◆ **Task brief**
Transcribe the records exactly from the line with "Would you be so kind as to locate the rifle" to the end, both included.
++++++++++++++++++++
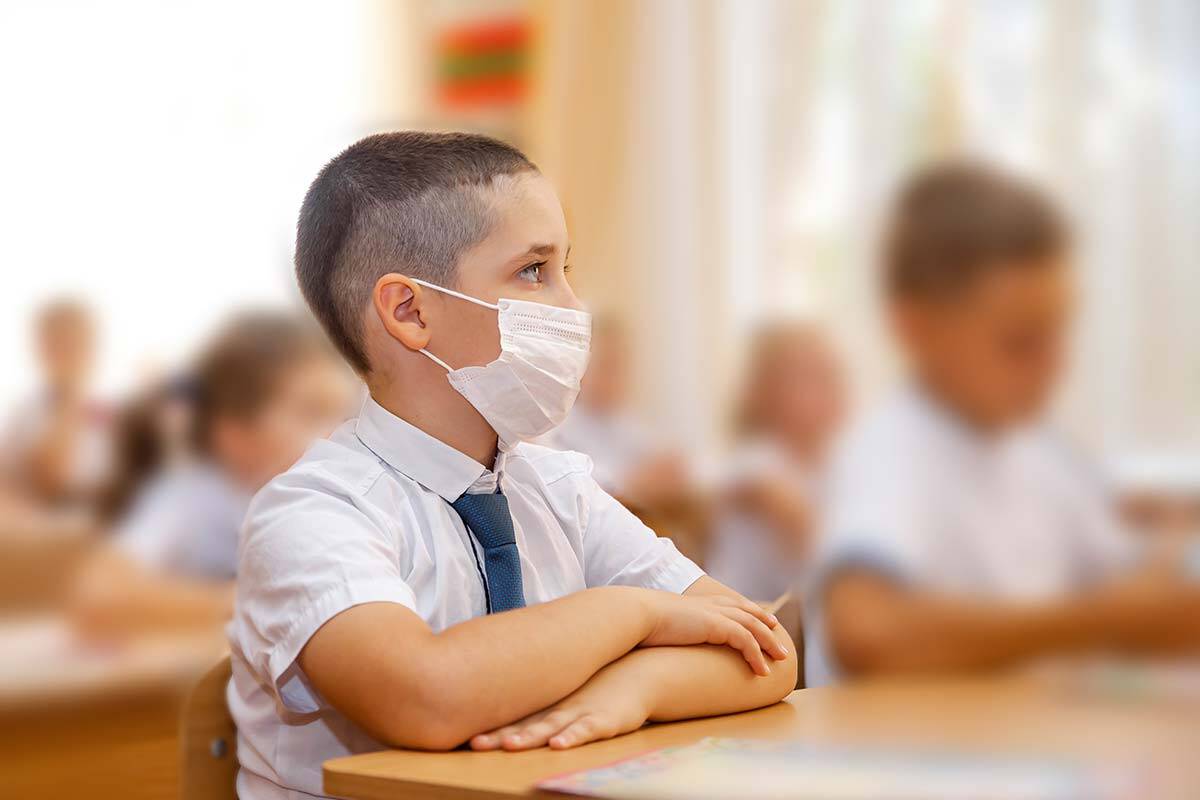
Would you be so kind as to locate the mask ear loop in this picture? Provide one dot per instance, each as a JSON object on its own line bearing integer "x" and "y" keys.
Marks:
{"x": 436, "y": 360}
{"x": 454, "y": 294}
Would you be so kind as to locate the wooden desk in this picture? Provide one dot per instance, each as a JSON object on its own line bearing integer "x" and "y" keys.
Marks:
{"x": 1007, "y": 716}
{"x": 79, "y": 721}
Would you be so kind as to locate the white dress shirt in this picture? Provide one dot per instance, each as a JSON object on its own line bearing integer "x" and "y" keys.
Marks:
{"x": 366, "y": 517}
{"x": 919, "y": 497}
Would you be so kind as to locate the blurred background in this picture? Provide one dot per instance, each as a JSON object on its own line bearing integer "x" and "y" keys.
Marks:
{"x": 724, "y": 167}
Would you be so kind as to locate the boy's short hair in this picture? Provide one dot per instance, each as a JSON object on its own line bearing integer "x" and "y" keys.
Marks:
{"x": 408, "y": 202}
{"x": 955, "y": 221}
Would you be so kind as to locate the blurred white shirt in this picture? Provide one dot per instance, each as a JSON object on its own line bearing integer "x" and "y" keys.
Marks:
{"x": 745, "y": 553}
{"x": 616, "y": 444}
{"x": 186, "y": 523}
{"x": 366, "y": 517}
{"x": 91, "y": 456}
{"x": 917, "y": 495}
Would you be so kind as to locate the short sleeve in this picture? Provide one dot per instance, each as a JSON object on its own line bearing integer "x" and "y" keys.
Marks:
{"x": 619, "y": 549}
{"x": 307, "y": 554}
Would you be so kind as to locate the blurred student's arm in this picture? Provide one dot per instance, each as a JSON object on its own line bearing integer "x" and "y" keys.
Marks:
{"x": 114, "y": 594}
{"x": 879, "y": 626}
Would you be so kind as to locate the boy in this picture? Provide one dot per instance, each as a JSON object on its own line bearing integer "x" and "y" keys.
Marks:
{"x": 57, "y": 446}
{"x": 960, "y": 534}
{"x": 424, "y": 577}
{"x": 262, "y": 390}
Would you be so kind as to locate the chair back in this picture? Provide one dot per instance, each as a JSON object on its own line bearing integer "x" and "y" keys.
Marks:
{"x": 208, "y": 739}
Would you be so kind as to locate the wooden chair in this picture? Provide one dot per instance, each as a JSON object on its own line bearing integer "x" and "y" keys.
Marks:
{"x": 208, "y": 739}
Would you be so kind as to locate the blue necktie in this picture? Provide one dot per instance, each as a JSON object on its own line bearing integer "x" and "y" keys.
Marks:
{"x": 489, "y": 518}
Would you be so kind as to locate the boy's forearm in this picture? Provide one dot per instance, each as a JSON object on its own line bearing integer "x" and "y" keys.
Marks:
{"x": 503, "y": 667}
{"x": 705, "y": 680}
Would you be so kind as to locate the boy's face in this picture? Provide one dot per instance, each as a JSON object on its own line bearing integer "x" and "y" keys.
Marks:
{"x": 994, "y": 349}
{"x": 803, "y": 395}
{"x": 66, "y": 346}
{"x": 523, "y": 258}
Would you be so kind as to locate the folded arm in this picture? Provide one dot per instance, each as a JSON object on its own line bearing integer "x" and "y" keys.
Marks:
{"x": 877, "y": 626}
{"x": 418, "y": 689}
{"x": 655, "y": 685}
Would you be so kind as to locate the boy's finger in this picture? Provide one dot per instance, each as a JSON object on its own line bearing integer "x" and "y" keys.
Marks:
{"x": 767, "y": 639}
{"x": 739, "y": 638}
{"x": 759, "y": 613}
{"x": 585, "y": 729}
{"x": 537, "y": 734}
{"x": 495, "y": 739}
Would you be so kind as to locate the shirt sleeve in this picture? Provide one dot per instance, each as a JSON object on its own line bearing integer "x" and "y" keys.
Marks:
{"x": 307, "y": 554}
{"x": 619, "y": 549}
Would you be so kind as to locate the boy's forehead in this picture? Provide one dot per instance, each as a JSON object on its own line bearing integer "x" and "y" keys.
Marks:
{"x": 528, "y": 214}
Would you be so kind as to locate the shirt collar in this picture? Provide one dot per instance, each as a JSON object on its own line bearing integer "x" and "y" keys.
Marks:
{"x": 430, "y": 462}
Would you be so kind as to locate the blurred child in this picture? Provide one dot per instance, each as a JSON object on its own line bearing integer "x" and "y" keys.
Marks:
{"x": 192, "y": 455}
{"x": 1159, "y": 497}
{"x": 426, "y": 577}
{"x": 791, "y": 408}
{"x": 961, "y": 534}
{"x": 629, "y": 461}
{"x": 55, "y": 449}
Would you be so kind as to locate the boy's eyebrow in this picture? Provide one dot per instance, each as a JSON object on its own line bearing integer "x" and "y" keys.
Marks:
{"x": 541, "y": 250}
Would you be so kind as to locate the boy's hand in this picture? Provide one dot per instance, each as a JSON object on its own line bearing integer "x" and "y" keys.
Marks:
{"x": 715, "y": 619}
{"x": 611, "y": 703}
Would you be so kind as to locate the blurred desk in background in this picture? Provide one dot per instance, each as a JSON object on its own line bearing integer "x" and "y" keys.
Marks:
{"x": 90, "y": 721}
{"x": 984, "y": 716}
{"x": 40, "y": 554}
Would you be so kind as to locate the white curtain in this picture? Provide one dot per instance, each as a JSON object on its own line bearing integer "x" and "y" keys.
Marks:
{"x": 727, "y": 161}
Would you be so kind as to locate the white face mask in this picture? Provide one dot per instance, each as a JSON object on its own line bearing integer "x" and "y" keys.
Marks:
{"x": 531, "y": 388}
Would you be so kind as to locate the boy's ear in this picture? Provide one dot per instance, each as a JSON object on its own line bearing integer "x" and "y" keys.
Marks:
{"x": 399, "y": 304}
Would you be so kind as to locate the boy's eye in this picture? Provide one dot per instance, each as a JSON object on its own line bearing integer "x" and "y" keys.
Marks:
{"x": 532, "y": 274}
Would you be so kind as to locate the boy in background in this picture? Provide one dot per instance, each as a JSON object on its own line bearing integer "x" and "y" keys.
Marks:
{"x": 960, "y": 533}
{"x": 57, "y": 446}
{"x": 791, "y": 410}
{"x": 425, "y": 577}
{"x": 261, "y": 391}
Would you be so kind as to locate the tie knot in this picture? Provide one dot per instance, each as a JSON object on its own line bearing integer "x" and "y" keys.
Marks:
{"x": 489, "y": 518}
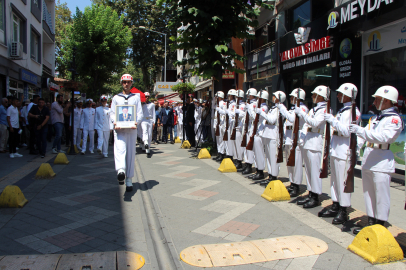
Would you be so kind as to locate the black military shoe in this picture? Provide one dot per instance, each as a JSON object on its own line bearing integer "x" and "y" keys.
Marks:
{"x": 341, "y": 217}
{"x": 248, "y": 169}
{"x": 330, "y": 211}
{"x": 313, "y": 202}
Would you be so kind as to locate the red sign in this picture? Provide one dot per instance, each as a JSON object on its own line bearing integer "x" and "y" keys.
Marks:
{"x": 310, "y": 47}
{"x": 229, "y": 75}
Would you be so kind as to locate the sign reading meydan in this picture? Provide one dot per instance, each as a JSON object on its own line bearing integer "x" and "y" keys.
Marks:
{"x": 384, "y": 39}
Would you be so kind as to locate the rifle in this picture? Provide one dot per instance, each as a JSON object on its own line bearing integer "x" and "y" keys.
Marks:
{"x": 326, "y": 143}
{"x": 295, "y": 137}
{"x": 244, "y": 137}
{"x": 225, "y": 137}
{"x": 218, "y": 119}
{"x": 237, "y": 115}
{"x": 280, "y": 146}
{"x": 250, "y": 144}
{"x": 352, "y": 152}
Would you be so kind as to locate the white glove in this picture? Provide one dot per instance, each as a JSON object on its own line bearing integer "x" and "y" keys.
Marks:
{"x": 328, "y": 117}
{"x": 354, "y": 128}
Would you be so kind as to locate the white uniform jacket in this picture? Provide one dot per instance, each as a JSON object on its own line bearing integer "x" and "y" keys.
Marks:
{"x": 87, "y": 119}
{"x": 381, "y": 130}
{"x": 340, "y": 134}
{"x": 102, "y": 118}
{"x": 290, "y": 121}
++++++++++++++++++++
◆ **Result for this task**
Would you be so kind as to locate the rifle in this picture? Provide one dot per instance, each as a JSON object on its own line bearing integer "x" and "y" keys.
Marks:
{"x": 326, "y": 143}
{"x": 295, "y": 137}
{"x": 244, "y": 137}
{"x": 225, "y": 137}
{"x": 218, "y": 119}
{"x": 237, "y": 115}
{"x": 280, "y": 146}
{"x": 250, "y": 144}
{"x": 352, "y": 152}
Would you be so kind as to locate the white glove in this picture? Provide one dot per instance, each as a JSON object on its own line bearing integer "x" and "y" keys.
Marks:
{"x": 328, "y": 117}
{"x": 354, "y": 128}
Would you be so kind as to locate the white uniform jacket in this picture? Provide one dot per instance, each as a JSON object on its own line bearing integer "x" and "y" keys.
Marks:
{"x": 87, "y": 119}
{"x": 381, "y": 130}
{"x": 340, "y": 134}
{"x": 102, "y": 118}
{"x": 290, "y": 121}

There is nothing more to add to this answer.